--- begin ---
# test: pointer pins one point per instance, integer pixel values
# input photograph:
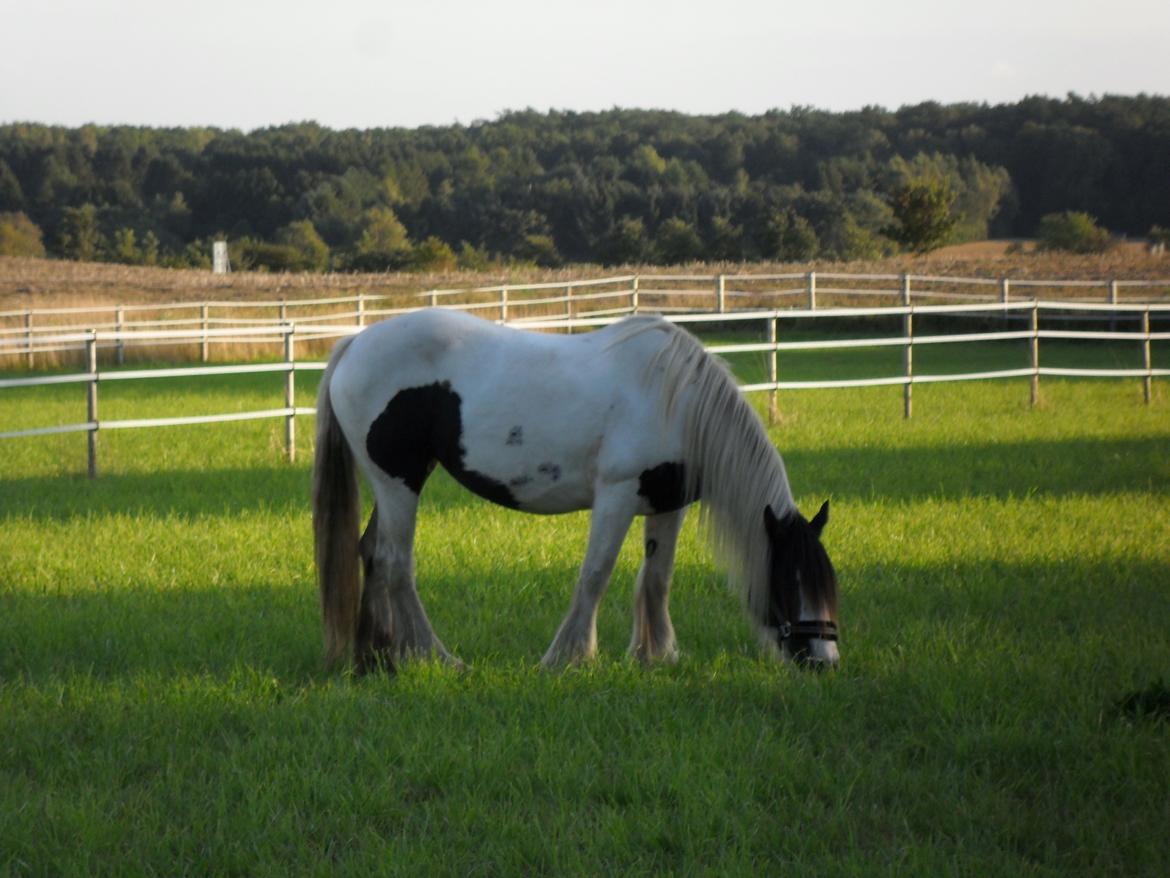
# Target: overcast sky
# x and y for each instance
(364, 63)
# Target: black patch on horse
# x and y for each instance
(422, 425)
(665, 487)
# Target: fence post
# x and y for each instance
(205, 352)
(1146, 355)
(1113, 300)
(908, 359)
(119, 321)
(1034, 351)
(28, 337)
(773, 403)
(91, 402)
(290, 391)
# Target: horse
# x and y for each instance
(633, 419)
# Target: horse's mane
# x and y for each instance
(731, 464)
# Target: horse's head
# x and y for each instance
(802, 606)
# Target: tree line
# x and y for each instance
(621, 186)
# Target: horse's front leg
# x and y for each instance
(576, 640)
(653, 638)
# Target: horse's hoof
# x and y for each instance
(374, 662)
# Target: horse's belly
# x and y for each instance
(536, 486)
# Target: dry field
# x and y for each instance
(52, 283)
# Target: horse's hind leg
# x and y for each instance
(392, 624)
(577, 636)
(653, 638)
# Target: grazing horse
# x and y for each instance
(633, 419)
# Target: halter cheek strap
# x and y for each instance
(821, 630)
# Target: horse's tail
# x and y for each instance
(336, 519)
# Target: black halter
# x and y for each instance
(823, 630)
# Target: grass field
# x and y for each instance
(1005, 578)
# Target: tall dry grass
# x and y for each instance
(97, 288)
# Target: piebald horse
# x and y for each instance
(632, 419)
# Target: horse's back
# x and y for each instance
(529, 420)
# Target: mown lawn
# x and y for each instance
(1005, 578)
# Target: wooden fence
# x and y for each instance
(28, 336)
(589, 304)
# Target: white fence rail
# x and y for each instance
(289, 334)
(31, 334)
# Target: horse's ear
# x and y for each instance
(819, 520)
(771, 523)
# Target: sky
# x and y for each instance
(364, 63)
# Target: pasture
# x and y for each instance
(1005, 577)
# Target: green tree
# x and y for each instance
(473, 259)
(81, 238)
(124, 247)
(922, 212)
(384, 245)
(1072, 231)
(312, 253)
(790, 238)
(433, 254)
(541, 249)
(725, 240)
(149, 249)
(20, 237)
(676, 241)
(626, 242)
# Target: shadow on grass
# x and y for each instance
(1052, 468)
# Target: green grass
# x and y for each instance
(1005, 578)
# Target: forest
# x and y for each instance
(619, 186)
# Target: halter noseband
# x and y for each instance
(823, 630)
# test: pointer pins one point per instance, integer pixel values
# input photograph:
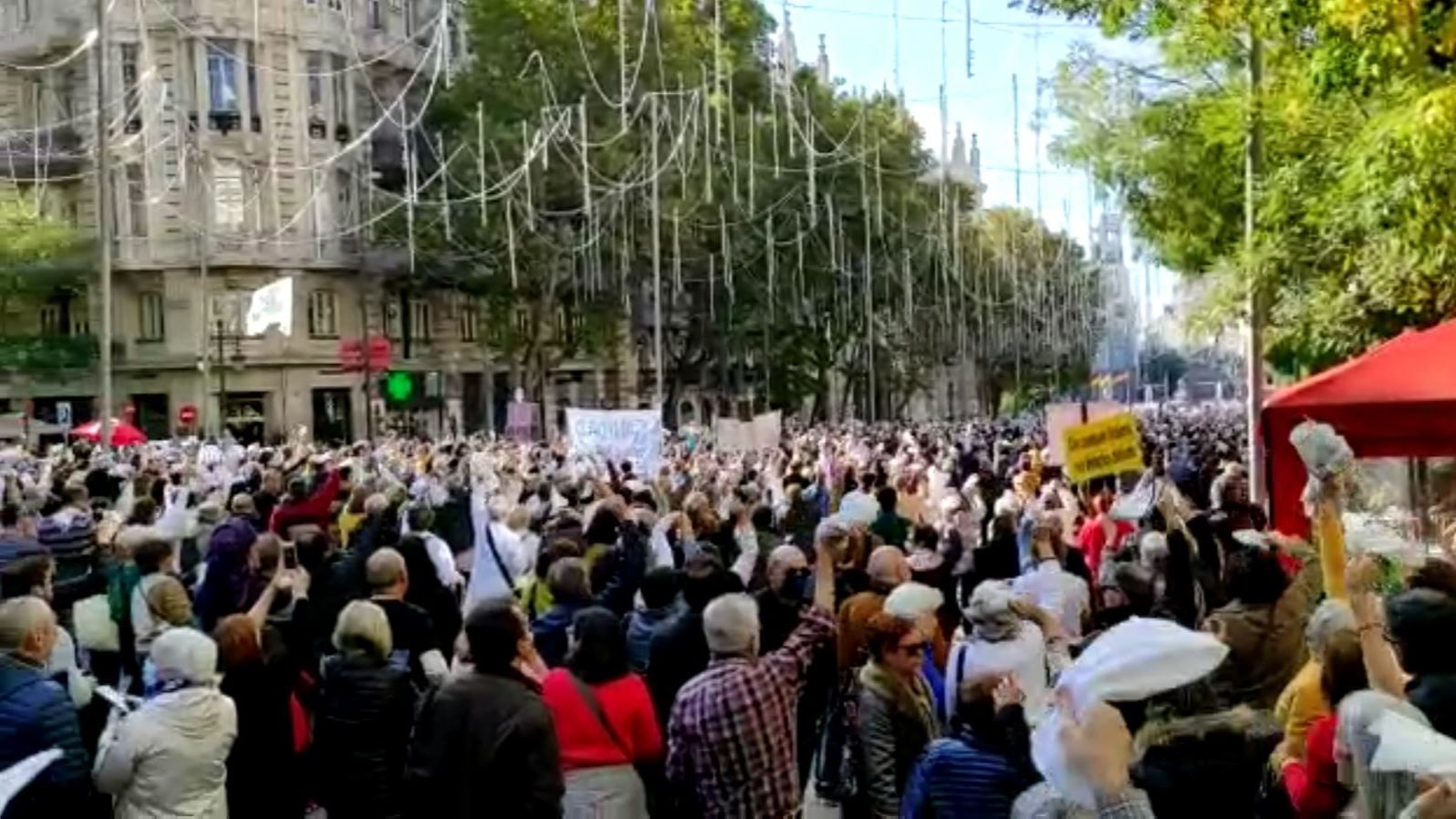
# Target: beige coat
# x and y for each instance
(169, 758)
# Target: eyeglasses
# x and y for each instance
(913, 648)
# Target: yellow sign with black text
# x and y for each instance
(1109, 445)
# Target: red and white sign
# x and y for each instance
(356, 354)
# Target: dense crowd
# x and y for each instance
(867, 621)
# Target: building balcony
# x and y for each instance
(46, 153)
(47, 358)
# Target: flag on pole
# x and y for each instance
(270, 306)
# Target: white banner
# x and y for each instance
(619, 435)
(271, 305)
(764, 432)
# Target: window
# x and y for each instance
(342, 202)
(315, 80)
(129, 83)
(252, 89)
(324, 322)
(341, 99)
(469, 322)
(137, 200)
(153, 323)
(222, 76)
(420, 325)
(51, 320)
(227, 195)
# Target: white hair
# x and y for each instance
(913, 601)
(731, 625)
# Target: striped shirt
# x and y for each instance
(731, 736)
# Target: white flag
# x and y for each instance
(271, 305)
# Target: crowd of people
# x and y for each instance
(867, 621)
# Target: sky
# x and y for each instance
(1005, 43)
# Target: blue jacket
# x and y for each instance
(641, 626)
(36, 714)
(967, 777)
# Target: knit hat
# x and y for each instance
(185, 655)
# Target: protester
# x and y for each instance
(897, 716)
(363, 721)
(659, 606)
(414, 635)
(485, 743)
(36, 714)
(1304, 699)
(605, 721)
(887, 569)
(1312, 780)
(984, 762)
(731, 731)
(169, 757)
(1004, 640)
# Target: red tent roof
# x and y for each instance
(1417, 366)
(1397, 400)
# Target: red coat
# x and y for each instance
(1314, 783)
(584, 743)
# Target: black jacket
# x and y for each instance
(679, 653)
(361, 736)
(484, 745)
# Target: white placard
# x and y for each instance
(618, 435)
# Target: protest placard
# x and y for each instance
(1111, 445)
(618, 435)
(1065, 416)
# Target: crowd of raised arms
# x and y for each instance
(865, 621)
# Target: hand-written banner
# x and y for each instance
(619, 435)
(1104, 447)
(764, 432)
(1065, 416)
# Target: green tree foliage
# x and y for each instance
(1353, 239)
(839, 275)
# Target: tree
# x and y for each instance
(803, 254)
(1357, 107)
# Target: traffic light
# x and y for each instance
(400, 388)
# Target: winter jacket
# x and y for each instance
(1265, 643)
(484, 745)
(261, 772)
(169, 758)
(361, 736)
(894, 725)
(641, 625)
(310, 511)
(36, 714)
(1209, 765)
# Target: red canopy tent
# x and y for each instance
(122, 434)
(1395, 402)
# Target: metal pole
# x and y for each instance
(657, 262)
(203, 252)
(222, 376)
(104, 204)
(1253, 159)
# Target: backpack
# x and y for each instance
(836, 758)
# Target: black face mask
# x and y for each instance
(798, 586)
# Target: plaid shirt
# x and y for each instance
(731, 736)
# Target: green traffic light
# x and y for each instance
(400, 386)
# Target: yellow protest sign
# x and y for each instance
--- end ---
§ **AIM**
Write out every one of the entries above word for word, leaving out the pictures.

§ **SOLUTION**
# test: pointer pins one point per instance, integer pixel values
# input photograph:
# Target: overcast sky
# x and y for each instance
(364, 63)
# Target: black patch on horse
# x and y for each instance
(422, 425)
(665, 487)
# Target: fence post
# x and y for each instance
(205, 352)
(1146, 355)
(1113, 300)
(908, 359)
(119, 321)
(1034, 351)
(28, 337)
(773, 403)
(91, 402)
(290, 391)
# Target: horse
# x and y for each instance
(633, 419)
# Target: horse's mane
# x and y for each instance
(731, 464)
# Target: horse's head
# x and y for each instance
(802, 606)
# Target: tree line
# x and y for each instance
(621, 186)
# Target: horse's front leg
# x and y for each instance
(576, 640)
(653, 638)
# Target: horse's hoof
# x and y for each instance
(374, 662)
# Target: horse's belly
# x and y for each instance
(536, 486)
# Target: dry field
# x and y for each instance
(52, 283)
# Target: horse's hind leg
# x and y for each instance
(392, 624)
(577, 636)
(653, 638)
# Target: grazing horse
# x and y for each instance
(633, 419)
# Target: halter cheek strap
# x and y for each instance
(821, 630)
# Target: horse's tail
# x and y for each instance
(336, 519)
# Target: black halter
# x and y for each instance
(823, 630)
# Target: grass field
# x and y for each instance
(1005, 578)
# Target: tall dry grass
# x and y for each instance
(97, 288)
# Target: piebald horse
# x and y for each instance
(632, 419)
# Target: horse's back
# x and y for each instance
(529, 420)
# Target: mown lawn
# x and y for each instance
(1005, 578)
# Target: wooden fence
# x and y for each instance
(28, 336)
(589, 304)
# Target: white fence rail
# x and y for each instance
(289, 334)
(31, 334)
# Target: horse's ear
# x and y for each instance
(819, 520)
(771, 523)
# Target: sky
# x and y for each instance
(364, 63)
# Target: pasture
# x and y for each instance
(1005, 577)
# Target: green tree
# x and y for each instance
(473, 259)
(81, 238)
(124, 247)
(922, 212)
(384, 245)
(1072, 231)
(312, 253)
(790, 238)
(433, 254)
(541, 249)
(725, 240)
(149, 249)
(20, 237)
(676, 241)
(626, 242)
# Target: shadow on grass
# x and y for each instance
(1052, 468)
# Target: green grass
# x and y for each instance
(1005, 578)
# Target: forest
# x and y for each instance
(619, 186)
# Target: halter noseband
# x and y for each instance
(823, 630)
# test: pointer pins one point per instance, integer pixel values
# input photograph:
# Target: beige coat
# x and y for each instance
(169, 758)
# Target: eyeglasses
# x and y for each instance
(913, 648)
# Target: yellow sign with black text
# x and y for each instance
(1109, 445)
# Target: red and white sign
# x and y for each instance
(356, 354)
# Target: dense crowd
# x and y for each instance
(867, 621)
# Target: building balcony
# x and y for each instance
(46, 153)
(47, 358)
# Target: flag on pole
# x and y for each instance
(270, 306)
# Target: white banner
# x and y for each instance
(619, 435)
(271, 305)
(764, 432)
# Target: window
# x and y for each instance
(342, 202)
(315, 80)
(129, 83)
(252, 89)
(324, 322)
(341, 99)
(469, 322)
(137, 200)
(153, 323)
(222, 76)
(420, 325)
(51, 320)
(227, 195)
# Target: white hair
# x and y for each instance
(913, 601)
(731, 625)
# Target: striped shirt
# x and y for each instance
(731, 736)
# Target: white flag
# x and y for each instance
(271, 305)
# Target: crowd of people
# x and y for each instance
(867, 621)
# Target: sky
# x and y for each instance
(1005, 43)
# Target: blue jacket
# x and y for each instance
(641, 626)
(36, 714)
(967, 777)
# Target: knit hat
# x and y for each instance
(185, 655)
# Target: protester
# x and y for each instance
(897, 716)
(363, 721)
(659, 606)
(414, 635)
(485, 743)
(36, 714)
(1304, 699)
(605, 721)
(887, 569)
(1312, 780)
(984, 762)
(731, 731)
(169, 757)
(1004, 640)
# Target: red tent roof
# x and y for each instance
(1417, 366)
(1397, 400)
# Target: red coat
# x and y for each instance
(1314, 783)
(584, 743)
# Target: black jacket
# x and y for each instance
(679, 653)
(361, 736)
(484, 745)
# Target: white placard
# x and y for each instance
(618, 435)
# Target: protest placard
# x and y for each instance
(1111, 445)
(618, 435)
(1065, 416)
# Target: crowd of raised arms
# x and y for each instance
(865, 621)
# Target: hand-written banner
# x and y for each instance
(619, 435)
(1104, 447)
(764, 432)
(1065, 416)
# Target: green tree foliage
# x and y for each instance
(1353, 239)
(839, 275)
# Target: tree
# x and y for each instance
(803, 254)
(1357, 107)
# Target: traffic light
# x and y for each instance
(400, 388)
# Target: winter jacket
# x and y for each instance
(1265, 643)
(484, 745)
(261, 772)
(169, 758)
(361, 736)
(894, 725)
(641, 625)
(310, 511)
(36, 714)
(1209, 765)
# Target: red canopy tent
# x and y for each instance
(122, 434)
(1395, 402)
# Target: metal pole
# x and y for each instance
(657, 262)
(203, 252)
(222, 376)
(104, 204)
(1253, 159)
# Target: backpack
# x and y for each instance
(836, 758)
# Target: black face mask
# x and y for each instance
(798, 586)
# Target: plaid shirt
# x and y for each instance
(731, 736)
# Target: green traffic light
# x and y for each instance
(400, 386)
# Target: yellow protest sign
# x and y for each instance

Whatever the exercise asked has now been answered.